WORK INSTRUCTIONS. List every professional society that the liver cancer surveillance report names as recommending or proposing a surveillance interval, and give the interval for each.

SELECTED EXTRACT.
Reuters Health Information (2013-01-30): More frequent surveillance for hepatocellular carcinoma detects more small tumors
Epidemiology
More frequent surveillance for hepatocellular carcinoma detects more small tumors
Last Updated: 2013-01-30 12:10:29 -0400 (Reuters Health)
By Will Boggs, MD
NEW YORK (Reuters Health) - Hepatocellular carcinoma (HCC) surveillance every four months detects more small tumors than surveillance every 12 months, but this doesn't translate into improved survival, researchers from Taiwan report.
The appropriate surveillance interval for high-risk patients isn't clear, but most guidelines call for seeing patients more often than once a year. The European Association for the Study of the Liver, the American Association for the Study of Liver Disease, and the Asian Pacific Association of the Study of Liver all recommend a six-month surveillance interval, while the Japan Society of Hepatology has proposed a three- to four-month interval "for super high-risk patients," Dr. Sheng-Nan Lu from Chang Gung University College of Medicine, Kaohsiung, Taiwan and colleagues said in a paper online January 15th in The American Journal of Gastroenterology.
For their report, the researchers studied 744 adults with chronic viral hepatitis and thrombocytopenia from 10 townships in Taiwan that were cluster-randomized to four- or 12-month HCC surveillance intervals. Each surveillance visit included liver ultrasound.
The researchers found new hepatic nodules significantly more often when surveillance was done every four months (46/387) vs every 12 months (28/357; p=0.049) - but the three-year cumulative HCC incidence did not differ significantly between the four- and 12-month protocols (11.7% vs 9.7%; p=0.198).
Mean diameters of the detected tumors were significantly smaller in the four-month group than in the 12-month group (1.9 vs 2.8 cm; p=0.006), and the four-month group had more patients with HCC no larger than 2 cm (p=0.003).
In addition, more patients in the four-month group had curative treatment (13 vs 3, p=0.049). But while patients who underwent recommended treatments had significantly better survival than patients who did not, there was no significant difference in cumulative survival at one, two or four years between the four-month and 12-month surveillance groups.
How often, then, should individuals like these undergo surveillance ultrasonography? Dr. Lu concluded, "It should be four to six months for such patients with cirrhosis or thrombocytopenia. In some areas without sufficient medical resources, one year should be acceptable."

EXERCISE DATA.

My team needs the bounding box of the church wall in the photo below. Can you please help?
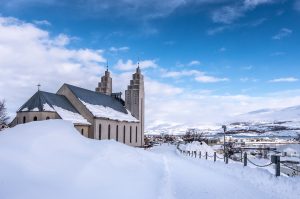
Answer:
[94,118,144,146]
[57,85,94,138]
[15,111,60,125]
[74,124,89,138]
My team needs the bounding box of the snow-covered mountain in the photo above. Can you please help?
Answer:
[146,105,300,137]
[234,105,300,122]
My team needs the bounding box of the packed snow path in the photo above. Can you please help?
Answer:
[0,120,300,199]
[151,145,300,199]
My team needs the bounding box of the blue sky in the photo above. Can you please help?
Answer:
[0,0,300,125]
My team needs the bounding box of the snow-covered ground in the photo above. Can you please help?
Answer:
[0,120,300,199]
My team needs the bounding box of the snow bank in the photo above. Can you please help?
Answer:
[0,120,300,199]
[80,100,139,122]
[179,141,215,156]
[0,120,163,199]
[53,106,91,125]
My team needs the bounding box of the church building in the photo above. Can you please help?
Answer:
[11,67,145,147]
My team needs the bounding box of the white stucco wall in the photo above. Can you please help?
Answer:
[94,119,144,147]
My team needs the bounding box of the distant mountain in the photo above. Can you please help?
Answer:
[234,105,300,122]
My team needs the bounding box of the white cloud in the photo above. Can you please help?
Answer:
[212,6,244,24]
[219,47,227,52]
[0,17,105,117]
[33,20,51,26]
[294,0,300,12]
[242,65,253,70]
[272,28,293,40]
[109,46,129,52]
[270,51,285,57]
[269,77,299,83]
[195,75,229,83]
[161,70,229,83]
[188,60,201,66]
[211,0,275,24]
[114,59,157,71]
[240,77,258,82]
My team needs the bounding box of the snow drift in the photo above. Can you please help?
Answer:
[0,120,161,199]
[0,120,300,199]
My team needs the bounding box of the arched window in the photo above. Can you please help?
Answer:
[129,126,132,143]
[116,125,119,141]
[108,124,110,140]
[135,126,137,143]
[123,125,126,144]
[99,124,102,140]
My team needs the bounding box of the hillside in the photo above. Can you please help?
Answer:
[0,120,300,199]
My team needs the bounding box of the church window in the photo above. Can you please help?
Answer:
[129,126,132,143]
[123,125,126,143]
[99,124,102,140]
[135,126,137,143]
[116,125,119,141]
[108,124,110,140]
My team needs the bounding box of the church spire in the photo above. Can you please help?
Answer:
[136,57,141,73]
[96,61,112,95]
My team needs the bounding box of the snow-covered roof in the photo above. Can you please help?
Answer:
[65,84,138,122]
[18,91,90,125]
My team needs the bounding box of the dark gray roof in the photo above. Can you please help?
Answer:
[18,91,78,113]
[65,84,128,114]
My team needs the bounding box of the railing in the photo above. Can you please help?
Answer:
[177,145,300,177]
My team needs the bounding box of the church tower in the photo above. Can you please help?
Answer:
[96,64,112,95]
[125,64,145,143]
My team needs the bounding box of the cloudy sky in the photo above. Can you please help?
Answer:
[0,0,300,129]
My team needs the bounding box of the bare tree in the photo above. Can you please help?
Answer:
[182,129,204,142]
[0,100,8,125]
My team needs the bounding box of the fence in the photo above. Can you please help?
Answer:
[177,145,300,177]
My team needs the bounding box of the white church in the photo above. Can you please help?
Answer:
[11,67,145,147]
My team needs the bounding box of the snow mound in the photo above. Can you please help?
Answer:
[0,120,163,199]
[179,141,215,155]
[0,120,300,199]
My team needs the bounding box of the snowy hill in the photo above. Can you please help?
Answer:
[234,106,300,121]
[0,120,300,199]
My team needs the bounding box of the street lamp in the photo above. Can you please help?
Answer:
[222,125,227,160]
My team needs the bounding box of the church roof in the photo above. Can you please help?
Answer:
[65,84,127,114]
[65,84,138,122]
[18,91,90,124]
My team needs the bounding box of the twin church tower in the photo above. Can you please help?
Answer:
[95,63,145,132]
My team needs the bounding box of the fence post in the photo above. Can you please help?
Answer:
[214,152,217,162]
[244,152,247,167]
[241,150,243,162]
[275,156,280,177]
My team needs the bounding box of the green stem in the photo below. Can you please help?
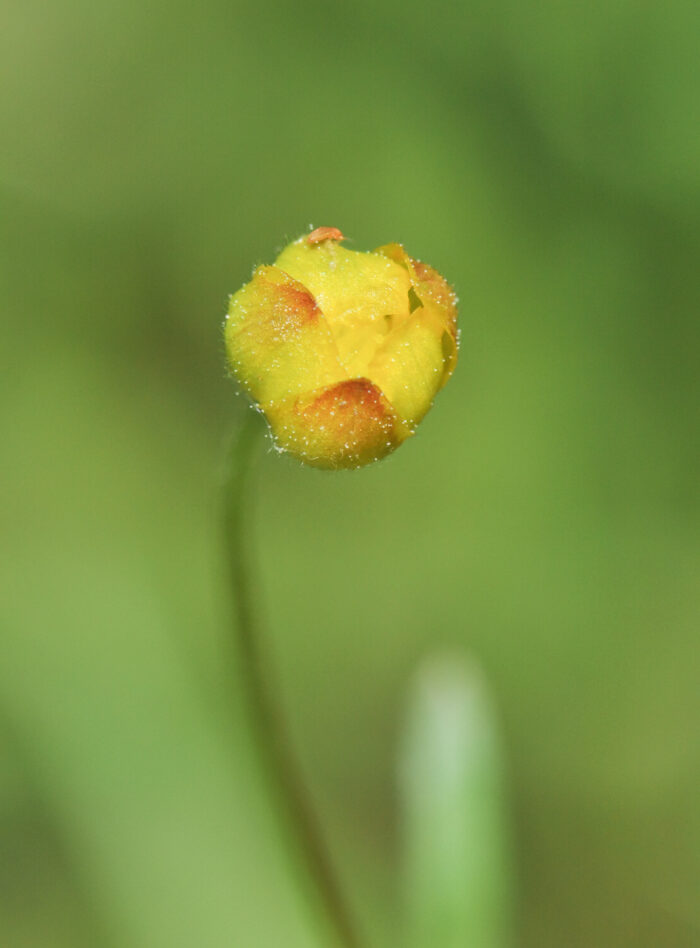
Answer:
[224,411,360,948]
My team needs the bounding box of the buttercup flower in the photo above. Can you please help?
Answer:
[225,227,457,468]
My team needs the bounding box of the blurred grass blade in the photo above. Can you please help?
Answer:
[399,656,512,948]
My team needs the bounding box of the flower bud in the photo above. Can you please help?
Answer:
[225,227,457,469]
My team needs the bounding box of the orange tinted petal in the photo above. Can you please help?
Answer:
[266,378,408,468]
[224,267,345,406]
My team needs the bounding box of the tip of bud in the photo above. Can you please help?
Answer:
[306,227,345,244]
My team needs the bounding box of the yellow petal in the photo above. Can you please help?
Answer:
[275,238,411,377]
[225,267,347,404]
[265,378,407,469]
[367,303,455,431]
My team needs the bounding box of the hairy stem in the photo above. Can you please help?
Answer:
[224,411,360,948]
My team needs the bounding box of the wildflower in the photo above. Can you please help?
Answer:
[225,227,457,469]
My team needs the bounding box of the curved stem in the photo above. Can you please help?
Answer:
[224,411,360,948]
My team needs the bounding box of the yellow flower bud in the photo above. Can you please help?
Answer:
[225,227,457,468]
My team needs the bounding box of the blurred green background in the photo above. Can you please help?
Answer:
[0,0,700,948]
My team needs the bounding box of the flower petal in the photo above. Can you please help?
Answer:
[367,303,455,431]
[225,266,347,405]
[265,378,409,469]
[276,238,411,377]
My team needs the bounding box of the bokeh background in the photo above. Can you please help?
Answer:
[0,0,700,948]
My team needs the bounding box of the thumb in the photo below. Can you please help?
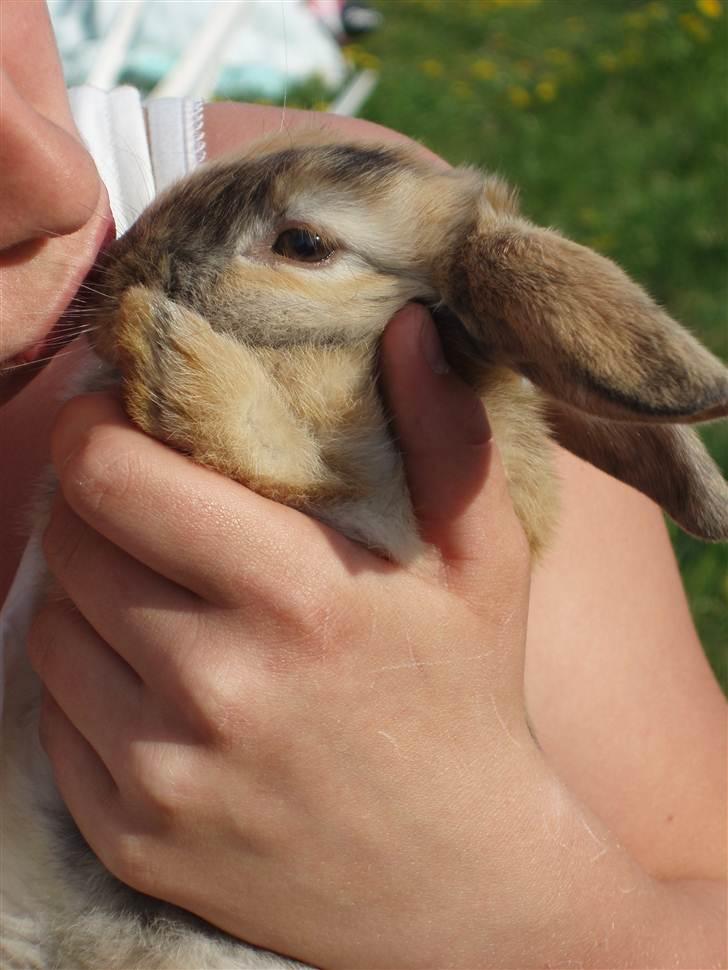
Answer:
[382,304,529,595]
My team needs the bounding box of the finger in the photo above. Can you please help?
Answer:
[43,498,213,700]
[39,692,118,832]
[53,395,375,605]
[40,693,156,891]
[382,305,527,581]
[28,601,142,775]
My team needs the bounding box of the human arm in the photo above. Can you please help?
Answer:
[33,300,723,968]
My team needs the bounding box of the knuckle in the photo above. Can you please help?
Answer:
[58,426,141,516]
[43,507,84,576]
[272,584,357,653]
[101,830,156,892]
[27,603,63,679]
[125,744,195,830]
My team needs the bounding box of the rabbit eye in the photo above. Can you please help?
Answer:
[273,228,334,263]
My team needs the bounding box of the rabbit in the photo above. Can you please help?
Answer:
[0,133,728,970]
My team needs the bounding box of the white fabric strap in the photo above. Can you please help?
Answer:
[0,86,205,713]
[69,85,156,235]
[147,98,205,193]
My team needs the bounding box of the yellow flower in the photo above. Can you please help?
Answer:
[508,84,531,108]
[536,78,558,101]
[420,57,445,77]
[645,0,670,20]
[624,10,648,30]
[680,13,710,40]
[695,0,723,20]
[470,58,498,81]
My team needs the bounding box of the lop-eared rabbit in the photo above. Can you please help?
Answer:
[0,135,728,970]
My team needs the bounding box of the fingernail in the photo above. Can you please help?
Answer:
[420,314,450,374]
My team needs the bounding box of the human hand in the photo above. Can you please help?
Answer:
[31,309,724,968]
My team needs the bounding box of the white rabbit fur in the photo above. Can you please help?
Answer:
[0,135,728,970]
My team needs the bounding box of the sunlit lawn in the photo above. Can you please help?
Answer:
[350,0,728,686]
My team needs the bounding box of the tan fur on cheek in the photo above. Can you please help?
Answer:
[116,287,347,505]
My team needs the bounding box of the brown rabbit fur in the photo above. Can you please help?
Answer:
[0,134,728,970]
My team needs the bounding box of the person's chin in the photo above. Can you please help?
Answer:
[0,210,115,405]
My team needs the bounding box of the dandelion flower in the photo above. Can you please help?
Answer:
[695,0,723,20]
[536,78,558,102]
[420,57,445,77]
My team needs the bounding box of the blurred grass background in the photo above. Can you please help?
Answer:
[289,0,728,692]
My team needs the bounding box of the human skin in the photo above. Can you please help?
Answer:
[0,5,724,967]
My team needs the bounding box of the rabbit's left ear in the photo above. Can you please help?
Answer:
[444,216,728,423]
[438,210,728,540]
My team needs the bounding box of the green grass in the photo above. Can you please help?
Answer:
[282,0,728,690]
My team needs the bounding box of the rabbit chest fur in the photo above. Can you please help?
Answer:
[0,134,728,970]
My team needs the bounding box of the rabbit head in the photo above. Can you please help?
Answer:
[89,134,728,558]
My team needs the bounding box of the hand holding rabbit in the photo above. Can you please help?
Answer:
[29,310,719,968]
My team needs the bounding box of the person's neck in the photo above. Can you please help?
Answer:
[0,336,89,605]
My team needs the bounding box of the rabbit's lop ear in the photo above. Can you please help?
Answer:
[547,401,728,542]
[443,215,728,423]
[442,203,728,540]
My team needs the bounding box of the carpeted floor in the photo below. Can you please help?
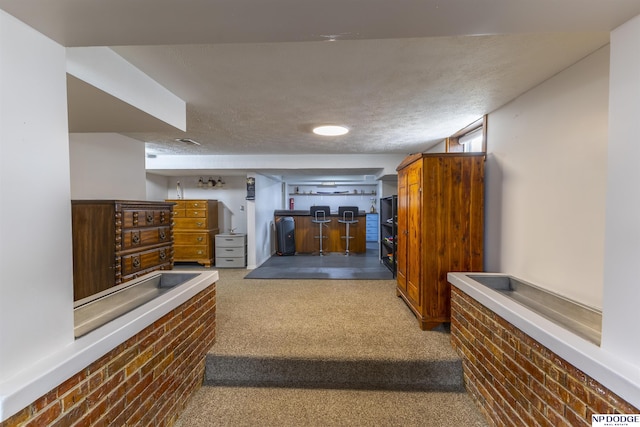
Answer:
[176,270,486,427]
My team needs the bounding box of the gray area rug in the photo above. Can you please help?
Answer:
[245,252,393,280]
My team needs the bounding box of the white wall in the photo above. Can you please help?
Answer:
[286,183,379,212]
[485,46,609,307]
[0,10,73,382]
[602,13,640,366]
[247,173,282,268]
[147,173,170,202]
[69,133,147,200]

TASK RESULT.
- European Association for the Study of the Liver: six months
- American Association for the Study of Liver Disease: six months
- Asian Pacific Association of the Study of Liver: six months
- Japan Society of Hepatology: three to four months, "for super high-risk patients"